[Extracted data entries]
━━━━━━━━━━━━━━━━━━━━

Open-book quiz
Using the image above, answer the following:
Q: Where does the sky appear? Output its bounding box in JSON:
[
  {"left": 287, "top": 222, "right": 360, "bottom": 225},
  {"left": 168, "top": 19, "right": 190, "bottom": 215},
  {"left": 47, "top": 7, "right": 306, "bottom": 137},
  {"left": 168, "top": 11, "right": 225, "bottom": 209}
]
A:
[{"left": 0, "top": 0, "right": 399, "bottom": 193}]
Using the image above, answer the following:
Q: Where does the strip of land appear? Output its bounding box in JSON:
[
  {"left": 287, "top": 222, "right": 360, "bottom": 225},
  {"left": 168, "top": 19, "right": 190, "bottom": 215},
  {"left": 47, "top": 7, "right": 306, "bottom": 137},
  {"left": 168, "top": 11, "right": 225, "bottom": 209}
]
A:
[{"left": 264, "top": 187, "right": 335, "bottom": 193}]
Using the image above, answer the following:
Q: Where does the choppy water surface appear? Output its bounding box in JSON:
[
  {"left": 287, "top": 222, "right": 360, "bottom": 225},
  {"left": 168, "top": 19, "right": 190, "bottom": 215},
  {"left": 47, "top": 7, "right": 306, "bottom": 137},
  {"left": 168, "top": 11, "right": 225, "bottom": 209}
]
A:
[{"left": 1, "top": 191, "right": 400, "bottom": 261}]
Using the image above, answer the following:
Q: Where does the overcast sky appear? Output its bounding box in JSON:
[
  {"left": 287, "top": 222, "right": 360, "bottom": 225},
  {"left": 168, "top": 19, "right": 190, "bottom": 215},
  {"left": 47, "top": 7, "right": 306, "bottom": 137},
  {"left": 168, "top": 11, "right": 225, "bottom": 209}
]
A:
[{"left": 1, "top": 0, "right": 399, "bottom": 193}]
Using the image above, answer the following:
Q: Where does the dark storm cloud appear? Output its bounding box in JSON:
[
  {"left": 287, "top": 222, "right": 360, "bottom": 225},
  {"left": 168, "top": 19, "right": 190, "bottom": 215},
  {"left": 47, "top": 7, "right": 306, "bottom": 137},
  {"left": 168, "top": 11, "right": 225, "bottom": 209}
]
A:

━━━━━━━━━━━━━━━━━━━━

Task goal: Please give the full set of data again exactly.

Task result:
Open-book quiz
Using the image above, answer the following:
Q: Where does the sky appear? Output its bounding box in JSON:
[
  {"left": 287, "top": 222, "right": 360, "bottom": 225},
  {"left": 168, "top": 19, "right": 190, "bottom": 215},
  {"left": 47, "top": 7, "right": 306, "bottom": 137},
  {"left": 168, "top": 11, "right": 225, "bottom": 209}
]
A:
[{"left": 0, "top": 0, "right": 399, "bottom": 193}]
Using the image above, answer the following:
Q: Where does the strip of land appear? Output its bounding box in JSON:
[
  {"left": 287, "top": 222, "right": 360, "bottom": 225},
  {"left": 168, "top": 19, "right": 190, "bottom": 215},
  {"left": 47, "top": 7, "right": 306, "bottom": 137},
  {"left": 168, "top": 11, "right": 225, "bottom": 209}
]
A:
[{"left": 264, "top": 187, "right": 335, "bottom": 193}]
Using the image above, answer the following:
Q: Where does the choppy water surface appear? Output its bounding box in JSON:
[
  {"left": 287, "top": 222, "right": 360, "bottom": 225},
  {"left": 168, "top": 19, "right": 190, "bottom": 215},
  {"left": 47, "top": 7, "right": 306, "bottom": 137},
  {"left": 168, "top": 11, "right": 225, "bottom": 209}
]
A:
[{"left": 1, "top": 191, "right": 400, "bottom": 261}]
Using the image above, answer the following:
Q: Where does the overcast sky appear? Output its bounding box in JSON:
[
  {"left": 287, "top": 222, "right": 360, "bottom": 225},
  {"left": 168, "top": 19, "right": 190, "bottom": 215},
  {"left": 47, "top": 7, "right": 306, "bottom": 137},
  {"left": 168, "top": 11, "right": 225, "bottom": 209}
]
A:
[{"left": 1, "top": 0, "right": 399, "bottom": 193}]
Using the image above, answer the following:
Q: Where does the dark storm cloud appear? Output its bounding box in JSON:
[
  {"left": 287, "top": 222, "right": 360, "bottom": 225},
  {"left": 168, "top": 19, "right": 190, "bottom": 215},
  {"left": 47, "top": 7, "right": 306, "bottom": 137},
  {"left": 168, "top": 11, "right": 225, "bottom": 209}
]
A:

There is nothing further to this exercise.